Simple Aggregation


In [ ]:
import numpy as np

data = np.arange(1000).reshape(100,10)
print data.shape

Pandas


In [ ]:
import pandas as pd

pand_tmp = pd.DataFrame(data, 
             columns=['x{0}'.format(i) for i in range(data.shape[1])])
pand_tmp.head()

What is the row sum?


In [ ]:
pand_tmp.sum(axis=1)

Column sum?


In [ ]:
pand_tmp.sum(axis=0)

In [ ]:
pand_tmp.to_csv('numbers.csv', index=False)

Spark


In [ ]:
import findspark
import os
findspark.init() # you need that before import pyspark.

import pyspark
sc = pyspark.SparkContext('local[4]', 'pyspark')

In [ ]:
lines = sc.textFile('numbers.csv', 18)
for l in lines.take(3):
    print l

lines.take(3)

In [ ]:
type(lines.take(1))

How do we skip the header? How about using find()? What is Boolean value for true with find()?


In [ ]:
lines = lines.filter(lambda x: x.find('x') != 0)
for l in lines.take(2):
    print l

In [ ]:
data = lines.map(lambda x: x.split(','))
data.take(3)

Row Sum

Cast to integer and sum!


In [ ]:
def row_sum(x):
    int_x = map(lambda x: int(x), x)
    return sum(int_x)

data_row_sum = data.map(row_sum)

print data_row_sum.collect()

print data_row_sum.count()

Column Sum

This one's a bit trickier, and portends ill for large, complex data sets (like example 5)...

Let's enumerate the list comprising each RDD "line" such that each value is indexed by the corresponding column number.

Problem set:
**1)** List every module that the aggregation notebook imports.
**2)** In the aggregation notebook, what file is the pandas DataFrame saved to?
**3)** Continue the aggregation notebook from the point where it stops.

Dataset records:
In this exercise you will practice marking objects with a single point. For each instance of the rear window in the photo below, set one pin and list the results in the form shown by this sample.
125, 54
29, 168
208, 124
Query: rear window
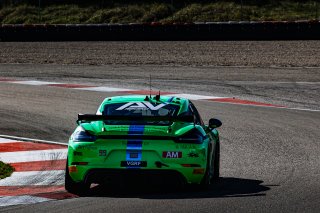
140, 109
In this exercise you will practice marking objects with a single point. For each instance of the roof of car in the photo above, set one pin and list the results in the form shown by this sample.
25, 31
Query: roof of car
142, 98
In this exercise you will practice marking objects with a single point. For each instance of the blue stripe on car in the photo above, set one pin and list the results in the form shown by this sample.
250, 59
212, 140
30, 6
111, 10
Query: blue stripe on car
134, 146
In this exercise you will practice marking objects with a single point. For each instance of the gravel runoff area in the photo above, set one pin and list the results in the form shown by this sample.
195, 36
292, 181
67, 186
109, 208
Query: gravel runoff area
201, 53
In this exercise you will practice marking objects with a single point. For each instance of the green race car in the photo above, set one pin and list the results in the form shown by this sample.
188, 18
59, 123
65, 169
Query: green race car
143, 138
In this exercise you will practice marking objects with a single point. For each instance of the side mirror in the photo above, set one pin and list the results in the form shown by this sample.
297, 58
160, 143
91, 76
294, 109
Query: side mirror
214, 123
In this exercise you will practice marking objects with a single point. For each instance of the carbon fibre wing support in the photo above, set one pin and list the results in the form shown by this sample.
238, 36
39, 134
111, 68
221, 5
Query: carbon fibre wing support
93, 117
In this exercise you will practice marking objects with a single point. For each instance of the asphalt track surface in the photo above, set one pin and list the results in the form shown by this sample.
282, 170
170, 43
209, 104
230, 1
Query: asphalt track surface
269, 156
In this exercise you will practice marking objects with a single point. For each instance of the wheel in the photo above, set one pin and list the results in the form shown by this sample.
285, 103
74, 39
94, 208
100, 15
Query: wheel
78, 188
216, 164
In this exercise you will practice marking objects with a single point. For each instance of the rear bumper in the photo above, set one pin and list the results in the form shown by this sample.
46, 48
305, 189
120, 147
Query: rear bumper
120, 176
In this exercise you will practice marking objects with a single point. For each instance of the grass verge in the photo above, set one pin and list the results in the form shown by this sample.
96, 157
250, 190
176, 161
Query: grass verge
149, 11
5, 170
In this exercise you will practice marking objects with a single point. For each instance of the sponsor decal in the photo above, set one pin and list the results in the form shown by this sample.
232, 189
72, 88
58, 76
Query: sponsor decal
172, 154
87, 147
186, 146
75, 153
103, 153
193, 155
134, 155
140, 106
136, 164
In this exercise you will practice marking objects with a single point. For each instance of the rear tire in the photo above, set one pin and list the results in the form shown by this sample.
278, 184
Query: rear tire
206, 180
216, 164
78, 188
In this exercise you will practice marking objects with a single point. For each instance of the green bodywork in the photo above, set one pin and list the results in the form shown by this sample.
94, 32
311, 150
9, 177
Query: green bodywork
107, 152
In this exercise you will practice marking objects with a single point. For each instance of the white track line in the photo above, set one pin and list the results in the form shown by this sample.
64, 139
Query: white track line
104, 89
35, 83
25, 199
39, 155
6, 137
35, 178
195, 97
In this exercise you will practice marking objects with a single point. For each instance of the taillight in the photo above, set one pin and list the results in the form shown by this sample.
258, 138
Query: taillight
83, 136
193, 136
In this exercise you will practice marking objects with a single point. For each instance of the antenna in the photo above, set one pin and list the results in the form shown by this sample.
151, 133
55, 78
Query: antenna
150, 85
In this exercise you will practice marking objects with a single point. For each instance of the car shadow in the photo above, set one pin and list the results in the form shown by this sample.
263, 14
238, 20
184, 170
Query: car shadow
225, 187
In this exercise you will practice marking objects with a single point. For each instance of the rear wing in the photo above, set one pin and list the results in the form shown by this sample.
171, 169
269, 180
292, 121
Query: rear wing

--

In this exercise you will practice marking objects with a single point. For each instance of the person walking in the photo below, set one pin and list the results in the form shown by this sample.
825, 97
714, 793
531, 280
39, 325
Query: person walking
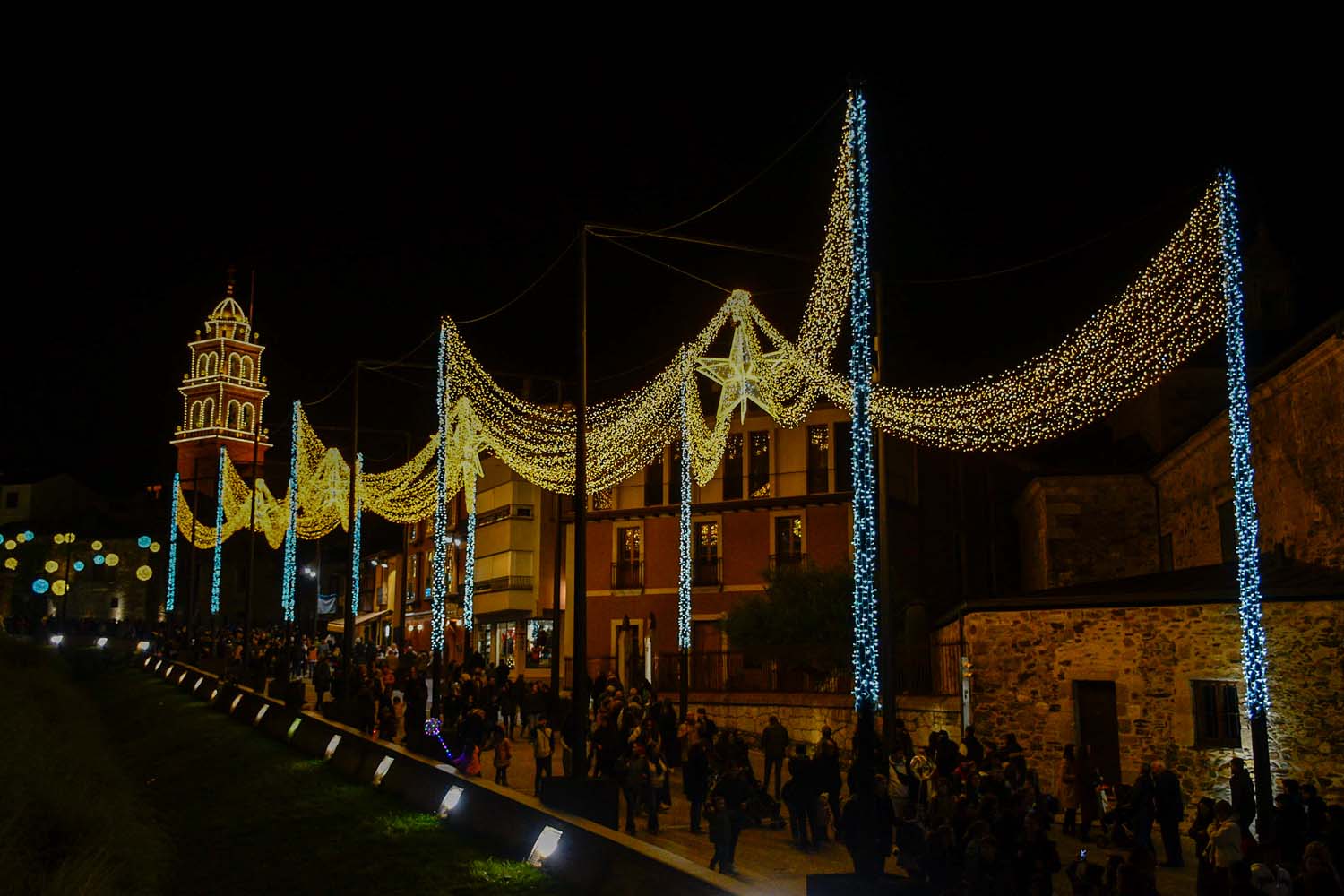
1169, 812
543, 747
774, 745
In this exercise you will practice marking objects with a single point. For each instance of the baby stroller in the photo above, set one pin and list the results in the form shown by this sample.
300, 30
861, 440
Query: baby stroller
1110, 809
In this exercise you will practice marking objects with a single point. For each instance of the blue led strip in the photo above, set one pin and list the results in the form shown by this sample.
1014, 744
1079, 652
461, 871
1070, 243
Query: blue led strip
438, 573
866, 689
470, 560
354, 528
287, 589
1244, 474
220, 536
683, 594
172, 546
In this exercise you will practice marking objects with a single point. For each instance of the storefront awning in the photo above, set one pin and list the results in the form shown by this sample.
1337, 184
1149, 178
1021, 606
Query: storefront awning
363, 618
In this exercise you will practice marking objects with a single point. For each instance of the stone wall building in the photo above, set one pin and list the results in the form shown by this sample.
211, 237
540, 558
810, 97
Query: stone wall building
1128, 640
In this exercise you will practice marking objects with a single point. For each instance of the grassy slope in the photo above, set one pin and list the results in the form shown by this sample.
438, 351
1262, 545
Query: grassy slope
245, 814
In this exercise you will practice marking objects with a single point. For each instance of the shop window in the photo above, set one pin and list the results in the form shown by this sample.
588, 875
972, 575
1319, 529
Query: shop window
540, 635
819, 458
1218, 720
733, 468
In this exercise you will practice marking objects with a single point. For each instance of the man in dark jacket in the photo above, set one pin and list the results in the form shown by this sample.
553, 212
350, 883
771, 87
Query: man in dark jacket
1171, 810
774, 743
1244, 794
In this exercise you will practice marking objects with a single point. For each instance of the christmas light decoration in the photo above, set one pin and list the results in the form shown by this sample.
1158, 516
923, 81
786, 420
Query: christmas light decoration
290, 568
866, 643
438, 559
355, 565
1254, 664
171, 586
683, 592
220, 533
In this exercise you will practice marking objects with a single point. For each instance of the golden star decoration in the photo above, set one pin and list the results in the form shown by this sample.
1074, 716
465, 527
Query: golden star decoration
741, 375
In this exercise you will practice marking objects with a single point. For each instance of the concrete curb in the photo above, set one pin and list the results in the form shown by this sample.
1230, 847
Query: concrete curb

--

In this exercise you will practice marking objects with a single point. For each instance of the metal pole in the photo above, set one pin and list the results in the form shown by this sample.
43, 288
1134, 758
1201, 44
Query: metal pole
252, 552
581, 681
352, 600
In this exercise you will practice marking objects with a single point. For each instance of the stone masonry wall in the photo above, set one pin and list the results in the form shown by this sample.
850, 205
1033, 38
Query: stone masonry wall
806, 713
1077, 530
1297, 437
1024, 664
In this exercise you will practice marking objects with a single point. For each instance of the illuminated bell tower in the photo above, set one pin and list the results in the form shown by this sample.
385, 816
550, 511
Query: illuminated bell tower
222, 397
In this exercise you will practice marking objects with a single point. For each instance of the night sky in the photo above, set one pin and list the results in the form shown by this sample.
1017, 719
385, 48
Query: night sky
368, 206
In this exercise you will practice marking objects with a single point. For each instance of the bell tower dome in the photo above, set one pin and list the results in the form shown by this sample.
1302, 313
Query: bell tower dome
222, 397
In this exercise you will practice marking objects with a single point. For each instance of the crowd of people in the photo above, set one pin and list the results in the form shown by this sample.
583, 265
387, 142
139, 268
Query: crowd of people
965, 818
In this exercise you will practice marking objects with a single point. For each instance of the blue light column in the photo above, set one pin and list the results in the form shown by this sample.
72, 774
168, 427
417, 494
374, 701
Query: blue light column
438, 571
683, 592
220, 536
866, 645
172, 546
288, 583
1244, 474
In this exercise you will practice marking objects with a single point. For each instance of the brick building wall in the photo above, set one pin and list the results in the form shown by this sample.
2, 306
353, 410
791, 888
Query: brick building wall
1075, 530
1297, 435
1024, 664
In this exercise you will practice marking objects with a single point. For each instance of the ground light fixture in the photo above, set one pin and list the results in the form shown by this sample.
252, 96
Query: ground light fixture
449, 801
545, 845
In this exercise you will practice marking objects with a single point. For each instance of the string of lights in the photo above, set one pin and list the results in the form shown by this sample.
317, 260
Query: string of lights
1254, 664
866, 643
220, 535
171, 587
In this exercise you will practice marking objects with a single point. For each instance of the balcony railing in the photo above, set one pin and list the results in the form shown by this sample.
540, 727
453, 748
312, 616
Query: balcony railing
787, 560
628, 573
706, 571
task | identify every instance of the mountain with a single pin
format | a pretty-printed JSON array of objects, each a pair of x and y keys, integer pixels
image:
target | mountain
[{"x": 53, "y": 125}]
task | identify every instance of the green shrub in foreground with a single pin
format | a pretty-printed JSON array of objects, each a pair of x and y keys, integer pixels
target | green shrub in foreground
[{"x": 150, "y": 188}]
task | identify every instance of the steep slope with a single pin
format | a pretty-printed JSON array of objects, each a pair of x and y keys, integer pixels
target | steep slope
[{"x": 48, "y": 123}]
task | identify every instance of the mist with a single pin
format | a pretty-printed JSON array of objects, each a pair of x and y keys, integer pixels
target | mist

Task responses:
**1)** numpy, pandas, findspark, os, pyspark

**2)** numbers.csv

**3)**
In [ ]:
def col_key(x):
    for i, value in enumerate(x):
        yield (i, int(value))

tmp = data.flatMap(col_key)
tmp.take(15)

Notice how flatMap works here: the generator is returned per partition, meaning that the first element value of each tuple cycles.


In [ ]:
tmp.take(3)

In [ ]:
tmp = tmp.groupByKey()
for i in tmp.take(2):
    print i, type(i)

In [ ]:
data_col_sum = tmp.map(lambda x: sum(x[1]))
for i in data_col_sum.take(2):
    print i

In [ ]:
print data_col_sum.collect()
print data_col_sum.count()

Column sum with Spark.sql.dataframe


In [ ]:
from pyspark.sql import SQLContext
sqlContext = SQLContext(sc)

In [ ]:
sc

In [ ]:
pyspark_df = sqlContext.createDataFrame(pand_tmp)

In [ ]:
pyspark_df.take(2)

groupBy() without arguments groups by all columns


In [ ]:
for i in pyspark_df.columns:
    print pyspark_df.groupBy().sum(i).collect()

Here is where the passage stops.